- SUPPLIED MATERIAL:
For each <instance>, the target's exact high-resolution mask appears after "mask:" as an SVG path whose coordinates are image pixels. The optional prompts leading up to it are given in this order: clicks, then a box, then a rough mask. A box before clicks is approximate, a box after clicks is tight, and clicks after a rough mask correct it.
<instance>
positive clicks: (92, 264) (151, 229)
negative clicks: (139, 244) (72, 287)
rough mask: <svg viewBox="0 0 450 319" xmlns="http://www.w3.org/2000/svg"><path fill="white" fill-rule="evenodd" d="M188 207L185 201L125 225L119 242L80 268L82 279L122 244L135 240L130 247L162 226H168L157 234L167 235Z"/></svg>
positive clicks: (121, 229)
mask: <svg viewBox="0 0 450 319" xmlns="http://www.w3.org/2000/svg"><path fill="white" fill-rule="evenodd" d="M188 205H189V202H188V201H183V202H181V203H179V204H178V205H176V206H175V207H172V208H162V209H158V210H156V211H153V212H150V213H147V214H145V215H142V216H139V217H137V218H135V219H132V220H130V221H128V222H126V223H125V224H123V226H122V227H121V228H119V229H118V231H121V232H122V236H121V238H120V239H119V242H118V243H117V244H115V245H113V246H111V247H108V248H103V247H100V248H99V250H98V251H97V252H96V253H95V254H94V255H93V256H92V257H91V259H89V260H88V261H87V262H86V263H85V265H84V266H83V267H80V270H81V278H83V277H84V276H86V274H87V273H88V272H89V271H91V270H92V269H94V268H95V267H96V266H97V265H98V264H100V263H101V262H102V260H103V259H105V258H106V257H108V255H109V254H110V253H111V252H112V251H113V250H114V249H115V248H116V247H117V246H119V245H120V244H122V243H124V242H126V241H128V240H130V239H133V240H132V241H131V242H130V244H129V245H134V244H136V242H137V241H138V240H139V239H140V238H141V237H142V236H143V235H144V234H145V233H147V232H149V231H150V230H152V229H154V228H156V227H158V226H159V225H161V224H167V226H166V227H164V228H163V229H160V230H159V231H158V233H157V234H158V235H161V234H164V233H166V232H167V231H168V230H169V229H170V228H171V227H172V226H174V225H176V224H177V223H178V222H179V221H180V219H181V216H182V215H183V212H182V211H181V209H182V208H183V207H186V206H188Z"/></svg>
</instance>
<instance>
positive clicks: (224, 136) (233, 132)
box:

- ABOUT THIS EXERCISE: Could you return the whole listing above, line for line and unchanged?

- EXERCISE OUTPUT:
For each <instance>, the target's exact high-resolution mask appears after "mask:" as an SVG path whose coordinates are image pixels. The optional prompts leading up to it are given in this order: clicks, then a box, then a rough mask. A box before clicks is approximate, a box after clicks is tight, and clicks after a rough mask correct it.
<instance>
positive clicks: (92, 264) (151, 229)
negative clicks: (139, 244) (72, 287)
rough mask: <svg viewBox="0 0 450 319" xmlns="http://www.w3.org/2000/svg"><path fill="white" fill-rule="evenodd" d="M188 207L185 201L125 225L119 242L80 268L82 279L122 244L135 240L130 247L162 226H168L157 234L167 235Z"/></svg>
positive clicks: (121, 229)
mask: <svg viewBox="0 0 450 319" xmlns="http://www.w3.org/2000/svg"><path fill="white" fill-rule="evenodd" d="M188 205H189V202H188V201H183V202H181V203H179V204H178V205H176V206H175V207H172V208H162V209H158V210H156V211H153V212H150V213H147V214H145V215H142V216H139V217H137V218H135V219H132V220H130V221H128V222H126V223H125V224H123V226H122V227H121V228H119V229H118V231H121V232H122V236H121V238H120V239H119V242H118V243H117V244H115V245H113V246H111V247H108V248H103V247H100V248H99V250H98V251H97V252H96V253H95V254H94V255H93V256H92V257H91V259H89V260H88V261H87V262H86V263H85V265H84V266H83V267H80V270H81V278H83V277H84V276H86V274H87V273H88V272H89V271H91V270H92V269H94V268H95V267H96V266H97V265H98V264H100V263H101V262H102V260H103V259H105V258H106V257H108V255H109V254H110V253H111V252H112V251H113V250H114V249H115V248H116V247H117V246H119V245H120V244H122V243H124V242H126V241H128V240H130V239H133V240H132V241H131V242H130V244H129V245H134V244H136V242H137V241H138V240H139V239H140V238H141V237H142V236H143V235H144V234H145V233H147V232H149V231H150V230H152V229H154V228H156V227H158V226H159V225H161V224H167V226H166V227H164V228H163V229H160V230H159V231H158V233H157V234H158V235H161V234H164V233H166V232H167V231H168V230H169V229H170V228H171V227H172V226H174V225H176V224H177V223H178V222H179V221H180V219H181V216H182V215H183V212H182V211H181V209H182V208H183V207H186V206H188Z"/></svg>
</instance>
<instance>
positive clicks: (224, 136) (233, 132)
box:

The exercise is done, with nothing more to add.